Work task:
From the line containing "Report one dot per instance of the coral" down to the final line of the entries below, restate each line word for word and add nothing.

Referring expression pointing data
========

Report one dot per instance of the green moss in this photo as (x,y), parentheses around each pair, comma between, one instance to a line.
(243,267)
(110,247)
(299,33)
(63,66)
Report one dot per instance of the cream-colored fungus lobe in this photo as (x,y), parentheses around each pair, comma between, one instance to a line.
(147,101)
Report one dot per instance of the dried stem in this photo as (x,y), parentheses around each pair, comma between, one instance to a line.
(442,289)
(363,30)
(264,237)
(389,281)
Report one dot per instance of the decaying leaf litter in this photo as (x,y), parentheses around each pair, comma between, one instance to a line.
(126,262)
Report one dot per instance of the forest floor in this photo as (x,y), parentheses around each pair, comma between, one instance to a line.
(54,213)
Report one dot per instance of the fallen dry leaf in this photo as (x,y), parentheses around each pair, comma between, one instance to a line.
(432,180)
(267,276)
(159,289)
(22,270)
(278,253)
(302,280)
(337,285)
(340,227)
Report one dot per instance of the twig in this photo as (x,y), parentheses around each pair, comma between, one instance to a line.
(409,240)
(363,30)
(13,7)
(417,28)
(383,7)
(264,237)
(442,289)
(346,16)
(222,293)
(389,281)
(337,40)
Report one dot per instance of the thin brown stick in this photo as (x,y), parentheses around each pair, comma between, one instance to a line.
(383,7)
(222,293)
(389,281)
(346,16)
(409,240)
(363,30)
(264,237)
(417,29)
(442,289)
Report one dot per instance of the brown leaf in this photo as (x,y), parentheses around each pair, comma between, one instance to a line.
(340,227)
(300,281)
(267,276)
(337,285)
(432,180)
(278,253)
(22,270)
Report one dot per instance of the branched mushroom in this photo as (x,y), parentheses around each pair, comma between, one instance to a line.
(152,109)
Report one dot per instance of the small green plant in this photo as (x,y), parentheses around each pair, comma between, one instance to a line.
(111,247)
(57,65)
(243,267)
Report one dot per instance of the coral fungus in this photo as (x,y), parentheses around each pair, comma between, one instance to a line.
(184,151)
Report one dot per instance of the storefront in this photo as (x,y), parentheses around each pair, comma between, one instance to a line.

========

Output of the task:
Report one dot per instance of the coral fungus in this photo as (x,y), parentheses around each pair, comma between, one instance to a line.
(184,151)
Report one dot per instance of the storefront in this photo as (x,y), parentheses around each pair, comma between, one instance to a line.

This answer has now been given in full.